I’ve been investigating Issue 56070, a corner case in the interaction of dependent libraries (aka deplibs, #pragma comment(lib, "name")
), Link Time Optimization (LTO), and backend generated library calls (libcalls). The interaction of these had produced an undefined reference in an otherwise valid link in ELF lld. I wanted to see what the COFF lld backend did in this case, so I built an equivalent scenario for COFF. This worked out of the box, but the solution used by the COFF broke a different, but related scenario, which, of course, works fine on the ELF backend.
Given that this issue has escaped the ELF backend, and since the ideal behavior here doesn’t seem obvious bit, it seems like a good time to open this question to the broader LLD community.
Background
The deplibs feature is intended to allow object files added to the link to automatically pull in libraries without the need to manually specify them on the command line. It originated in MSVC then made its way to lld COFF, then lld ELF.
LTO allows symbol resolution to drive optimization by deferring code generation until after symbols have been resolved. The resolved symbol table is processed and provided to the code generator as one of its inputs. In particular, external symbols that aren’t actually accessed outside of a translation unit can be made internal and possibly removed.

* * * * * * *

- Exercise requirements
(a) According to the post on dependent libraries and LTO, where did the deplibs feature originate?
(b) Continue the post on dependent libraries and LTO from the end of its last sentence.
The items come from a separate source.

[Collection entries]
* * * * * * *

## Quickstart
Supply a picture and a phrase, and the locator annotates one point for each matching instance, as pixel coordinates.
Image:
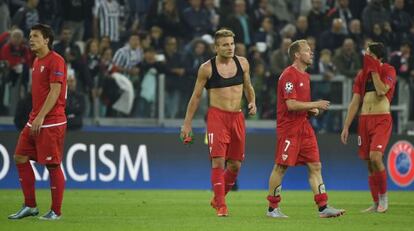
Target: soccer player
(225, 76)
(374, 89)
(42, 138)
(296, 140)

* * * * * * *

- Answers for the tasks
(a) It originated in MSVC.

(b)
During the course of code generation, the compiler may emit calls to external library functions. This happens fairly late in the code generation process, so it’s not easy to predict which will be produced. Emitting a libcall creates a new reference to the external symbol. Since LTO depends on having a finalized symbol table before code generation begins (at least with respect to symbols defined in the translation unit), any possible library calls that are satisfied using bitcode are summarily added to the link beforehand, at least in the ELF and COFF LLD backends.
ELF problem
In ELF lld, LTO codegen may cause object files containing libcalls to be strongly referenced. This may cause these files to be parsed. If they contain deplibs, this may cause additional libraries to be pulled into the link. However, since the symbol table was supposed to be finalized already, these libraries are never parsed, so their symbols are never added to the symbol table. This causes Issue 56070.
For a concrete example, in the Fuchsia portion of compiler-rt, an object file used to satisfy a libcall (AArch64 atomics) needs to issue a syscall to query whether certain instructions are supported. The implementation uses deplibs to pull in the vDSO containing the syscall interface. Since the above issue causes the vDSO library to never be parsed, the syscall remains an undefined reference in compiler-rt.
COFF problem
An equivalent scenario can be constructed for LLD’s COFF backend. This uses a task queue approach. Tasks can recursively enqueue other tasks, and the queue runs to completion at various points in the link. One of these points is after LTO occurs, so when the deplibs object file adds another library to the link, this adds a task to parse the library. Thus, the issue above does not occur, since any newly added deplibs are transitively parsed.
However, this approach pulls in code too eagerly. LTO considers its symbol table complete, so it’s free to internalize and possibly DCE symbols not referenced outside of the LTO unit. One of these symbols may be referenced by code pulled by deplibs after LTO. I was able to create a scenario where the COFF LLD improperly internalized such a variable, which creates an undefined reference when the deplib library references it.
MSVC?
Given that the feature is originally from MSVC, and since MSVC does have LTO, it’s an open question how they deal with this scenario. Unfortunately, I lack the expertise needed to reproduce either of the above scenarios for MSVC.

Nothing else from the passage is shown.